__WORK REQUEST__
Please repeat the lines below exactly. Begin with the line containing "Keep to these rules. Indicate every instance of the tree" and go on through the line containing "Keep to these rules. Indicate every instance of the green bush".

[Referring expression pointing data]
---------------
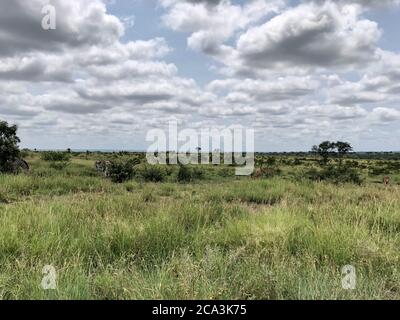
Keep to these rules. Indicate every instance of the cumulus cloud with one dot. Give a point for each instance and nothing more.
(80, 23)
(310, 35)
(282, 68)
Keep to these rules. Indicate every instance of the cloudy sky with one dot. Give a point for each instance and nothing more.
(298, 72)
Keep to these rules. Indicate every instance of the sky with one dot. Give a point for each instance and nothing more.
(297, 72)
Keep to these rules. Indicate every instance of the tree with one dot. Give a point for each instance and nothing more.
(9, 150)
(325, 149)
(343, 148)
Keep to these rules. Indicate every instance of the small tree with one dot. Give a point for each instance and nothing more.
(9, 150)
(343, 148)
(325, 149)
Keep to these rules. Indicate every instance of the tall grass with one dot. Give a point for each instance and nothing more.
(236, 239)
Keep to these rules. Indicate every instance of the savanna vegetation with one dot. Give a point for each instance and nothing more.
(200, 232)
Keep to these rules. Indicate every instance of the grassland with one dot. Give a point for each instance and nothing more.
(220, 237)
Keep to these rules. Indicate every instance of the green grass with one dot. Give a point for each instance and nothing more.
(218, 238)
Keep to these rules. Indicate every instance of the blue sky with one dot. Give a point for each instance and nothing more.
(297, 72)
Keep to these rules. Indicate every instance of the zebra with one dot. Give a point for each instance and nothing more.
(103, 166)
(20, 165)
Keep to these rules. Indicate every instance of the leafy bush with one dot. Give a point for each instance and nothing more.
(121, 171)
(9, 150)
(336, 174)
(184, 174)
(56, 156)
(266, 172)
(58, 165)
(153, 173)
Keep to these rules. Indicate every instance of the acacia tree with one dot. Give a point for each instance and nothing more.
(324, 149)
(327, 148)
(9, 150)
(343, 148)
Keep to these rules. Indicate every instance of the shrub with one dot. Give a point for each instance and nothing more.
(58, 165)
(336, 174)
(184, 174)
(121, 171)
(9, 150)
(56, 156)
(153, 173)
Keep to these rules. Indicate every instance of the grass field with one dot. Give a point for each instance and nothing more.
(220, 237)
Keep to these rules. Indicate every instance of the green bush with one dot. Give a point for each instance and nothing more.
---------------
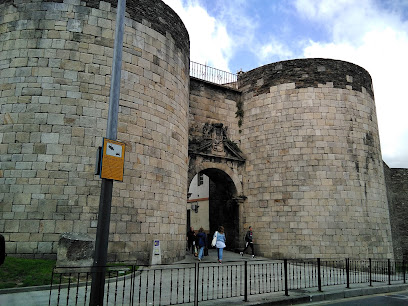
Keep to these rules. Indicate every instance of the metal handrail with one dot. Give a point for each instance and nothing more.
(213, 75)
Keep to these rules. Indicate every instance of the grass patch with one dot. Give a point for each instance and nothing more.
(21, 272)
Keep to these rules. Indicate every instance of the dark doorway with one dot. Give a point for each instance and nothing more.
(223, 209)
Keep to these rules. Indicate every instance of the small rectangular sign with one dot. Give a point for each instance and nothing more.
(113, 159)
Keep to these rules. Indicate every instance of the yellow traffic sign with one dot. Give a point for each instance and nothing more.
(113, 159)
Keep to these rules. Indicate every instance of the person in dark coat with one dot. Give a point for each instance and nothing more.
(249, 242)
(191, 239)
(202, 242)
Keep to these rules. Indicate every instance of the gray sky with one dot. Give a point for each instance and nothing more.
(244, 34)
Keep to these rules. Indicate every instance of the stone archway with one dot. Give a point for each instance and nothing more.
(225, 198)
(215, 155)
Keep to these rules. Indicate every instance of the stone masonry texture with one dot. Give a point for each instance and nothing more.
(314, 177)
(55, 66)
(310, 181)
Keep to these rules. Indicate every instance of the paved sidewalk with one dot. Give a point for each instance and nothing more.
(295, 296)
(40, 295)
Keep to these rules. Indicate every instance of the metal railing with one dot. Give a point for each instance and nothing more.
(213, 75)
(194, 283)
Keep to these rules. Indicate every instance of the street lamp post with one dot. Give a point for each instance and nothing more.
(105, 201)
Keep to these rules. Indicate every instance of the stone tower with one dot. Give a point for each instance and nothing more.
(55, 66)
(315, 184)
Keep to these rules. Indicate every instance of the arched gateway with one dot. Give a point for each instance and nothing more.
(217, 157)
---------------
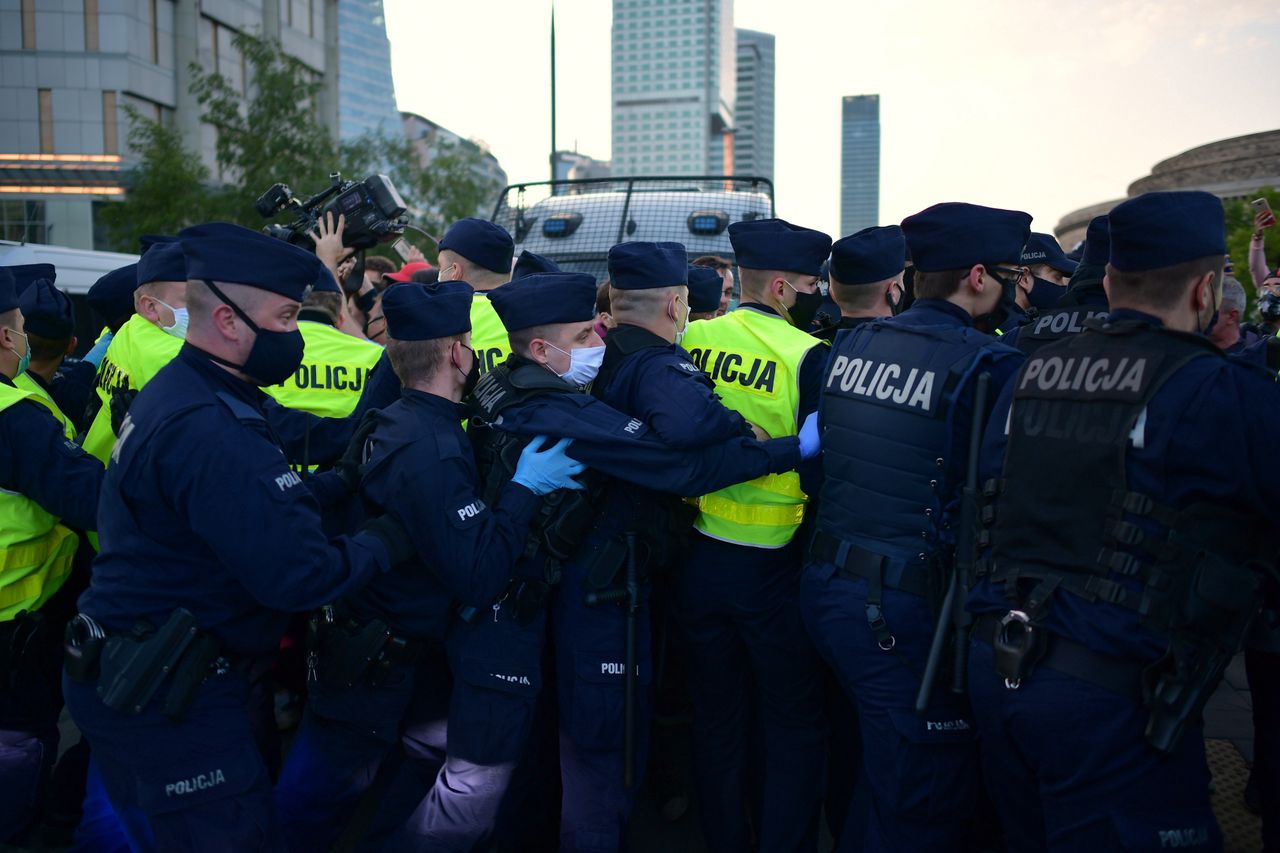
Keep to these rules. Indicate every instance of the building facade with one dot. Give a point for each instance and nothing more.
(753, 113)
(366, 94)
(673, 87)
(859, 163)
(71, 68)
---------------
__EXERCISE RESULT__
Keep to these rules. Indicate every instance of the tree with one dot. Give a point for each instance and nothing more.
(9, 150)
(325, 149)
(343, 148)
Keep to these rules. Indicate every instance of the small tree with one dot. Give a point for each instance and nothing more.
(9, 150)
(343, 148)
(325, 149)
Keep to these rules. Indicate every instance of the tall grass with one dot. Give a point for each instance and nothing more.
(236, 239)
Keep to these rules. Indicate every instance of the savanna vegetation with one dot. Give a point for each instance and nothing more.
(200, 232)
Keep to these rules. Indicate every instance of the grassland with one dot. Give a point for each instance and nothing more.
(220, 237)
Keep to these rules. Indicate every instance of the green grass with one dot. Give a point for each instance and nothing more.
(218, 238)
Keep to these rules. Indicate every instance of the blue sky with one dot. Give a point for each instance and nothing more.
(297, 72)
Keep to these rules. Indicate every instance of the zebra with one dot. Give a point for each instance and nothing more.
(103, 166)
(20, 165)
Keep to these rules. Indicate every instance of the leafy bush with one dot. Give a point for each instance and nothing more.
(121, 171)
(9, 150)
(336, 174)
(184, 174)
(56, 156)
(266, 172)
(58, 165)
(153, 173)
Keep to these rules. Indicate every instance of the acacia tree with one dot. Give a point for each instance and nothing more.
(324, 149)
(327, 148)
(9, 150)
(343, 148)
Keep to these rules. Indicate every instance of the shrub with one dot. Give a point for each instance and nothing more.
(58, 165)
(336, 174)
(184, 174)
(121, 171)
(9, 150)
(56, 156)
(153, 173)
Keep to these rules. Indicate every instance of the grass field with one dot. Give a point for each instance and nothing more.
(220, 237)
Keep to these rules. Indicate every instance of the green bush with one dot. Give a point for each instance and nothing more.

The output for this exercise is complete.